EXERCISE GOAL
Rewrite every record below with "requiring annotation" changed to "needing labels", and leave all other text untouched.

Dataset rows:
++++++
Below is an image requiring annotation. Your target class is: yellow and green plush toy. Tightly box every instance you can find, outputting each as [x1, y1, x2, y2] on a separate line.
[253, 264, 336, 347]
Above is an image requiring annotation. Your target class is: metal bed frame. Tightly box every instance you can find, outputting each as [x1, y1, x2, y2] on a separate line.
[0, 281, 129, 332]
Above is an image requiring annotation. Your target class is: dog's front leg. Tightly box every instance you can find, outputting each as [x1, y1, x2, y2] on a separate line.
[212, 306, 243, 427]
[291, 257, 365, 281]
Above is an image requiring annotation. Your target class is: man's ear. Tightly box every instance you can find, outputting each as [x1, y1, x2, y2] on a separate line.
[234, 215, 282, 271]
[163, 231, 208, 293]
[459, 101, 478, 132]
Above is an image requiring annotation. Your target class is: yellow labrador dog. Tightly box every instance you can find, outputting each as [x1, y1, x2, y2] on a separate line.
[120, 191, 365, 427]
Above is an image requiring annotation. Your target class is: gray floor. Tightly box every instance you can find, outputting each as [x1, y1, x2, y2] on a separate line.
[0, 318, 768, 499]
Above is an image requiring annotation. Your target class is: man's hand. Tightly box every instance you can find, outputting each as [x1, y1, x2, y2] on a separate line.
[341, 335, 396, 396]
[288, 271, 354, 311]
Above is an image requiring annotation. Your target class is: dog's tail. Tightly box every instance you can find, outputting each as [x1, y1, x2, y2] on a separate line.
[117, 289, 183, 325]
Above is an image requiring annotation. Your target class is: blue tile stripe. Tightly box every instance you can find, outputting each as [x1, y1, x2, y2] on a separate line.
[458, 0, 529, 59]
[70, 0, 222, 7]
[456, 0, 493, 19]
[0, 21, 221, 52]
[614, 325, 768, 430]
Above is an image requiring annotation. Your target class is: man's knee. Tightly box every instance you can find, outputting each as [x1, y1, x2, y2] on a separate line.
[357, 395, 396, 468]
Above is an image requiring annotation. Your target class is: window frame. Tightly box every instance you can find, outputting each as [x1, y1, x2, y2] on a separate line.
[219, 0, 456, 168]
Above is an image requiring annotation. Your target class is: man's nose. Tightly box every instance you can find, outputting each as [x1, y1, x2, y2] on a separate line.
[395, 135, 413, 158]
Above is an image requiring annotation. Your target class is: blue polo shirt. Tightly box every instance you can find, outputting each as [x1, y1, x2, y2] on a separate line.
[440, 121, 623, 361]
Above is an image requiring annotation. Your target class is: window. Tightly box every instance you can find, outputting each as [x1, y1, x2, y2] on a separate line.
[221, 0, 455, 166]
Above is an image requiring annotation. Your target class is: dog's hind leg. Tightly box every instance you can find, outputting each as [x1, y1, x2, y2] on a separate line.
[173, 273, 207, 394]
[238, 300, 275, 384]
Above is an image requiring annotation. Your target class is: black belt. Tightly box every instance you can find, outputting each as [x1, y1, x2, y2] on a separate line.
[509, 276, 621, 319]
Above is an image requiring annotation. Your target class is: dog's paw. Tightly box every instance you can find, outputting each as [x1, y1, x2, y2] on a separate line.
++++++
FULL SOLUTION
Below is an image needing labels. Your target class is: yellow and green plush toy. Tightly box every instance you can find, outputting each as [x1, y1, x2, y2] on a separate line.
[253, 264, 336, 347]
Above is an image needing labels. Your target class is: metal bed frame. Tightly box every instance you can find, outputting each as [x1, y1, x2, y2] on a separate line.
[0, 281, 129, 332]
Above is an image needing labels. Your target class is: dog's front leg. Tightly box every instance you can find, outputting each as [x1, y1, x2, y2] on a separate line.
[212, 306, 243, 427]
[291, 257, 365, 281]
Above is an image needing labels. Your target class is: man's ear. Tightly box every instance you can find, outputting each as [x1, y1, x2, y2] on a separate line.
[234, 215, 282, 271]
[163, 231, 208, 293]
[459, 101, 478, 132]
Above is an image needing labels. Your target class is: yellow labrador dog. Tightly box every instance you can find, outputting each as [x1, y1, x2, y2] on a separate line.
[120, 191, 365, 427]
Above is an image needing labels. Your target class is: gray floor. Tightly box every instance you can find, outputting each as [x1, y1, x2, y2] on a separate line.
[0, 318, 768, 499]
Above is an image needing labels. Your target class is: man's hand. Tightly box every instance you can find, outputting each as [x1, y1, x2, y2] on a separate line.
[341, 335, 396, 396]
[288, 271, 354, 311]
Above is an image needing labels. Your target class is: dog's tail. Tightly box every instance you can find, outputting each as [x1, y1, x2, y2] on a separate line.
[117, 289, 183, 325]
Above is an image needing labels. Your target class is: blue tile stripe. Tightly box every instance you can find, outputting each as [x1, y1, x2, y2] on a separate line.
[458, 0, 529, 59]
[70, 0, 222, 7]
[456, 0, 493, 19]
[0, 21, 221, 52]
[614, 325, 768, 430]
Above is an image needing labels. Your target class is: man's knee. Tightly box every instance you can find, outputting each as [x1, y1, x2, y2] on a separate line.
[357, 395, 396, 468]
Above is an image needing labels. Your target class is: window frame. Tightly box every instance you can find, outputting each as [x1, y1, x2, y2] on a separate line.
[219, 0, 456, 168]
Above is an image needing labels. Your target class is: man's nose. Tightly box every instance you can find, outputting each as [x1, y1, x2, y2] on a separate line.
[395, 135, 413, 158]
Above is an image needing labels. Your target class is: blue polo shirt. Tightly box every instance you can find, outputting each as [x1, y1, x2, y2] on a separate line.
[440, 121, 623, 361]
Above is an image needing labels. Your target class is: window. Tightly box every instance you can find, outputting each as [x1, y1, x2, y2] on a separate line.
[221, 0, 455, 166]
Above is an image needing labels. Your target class is: dog's hind leg. Tightly box every instance you can find, outputting each as [x1, y1, x2, y2] on a separate line.
[173, 273, 207, 394]
[238, 300, 275, 384]
Above is an image needing labels. Your target class is: black belt. Tightly box every instance you can find, outputting each as [x1, y1, x2, y2] on a separate line.
[509, 276, 621, 319]
Above is an image needing labels. Your target class is: dog's paw. Tightly box every instance you can find, outputting each as [x1, y1, x2, y2] on a separate line.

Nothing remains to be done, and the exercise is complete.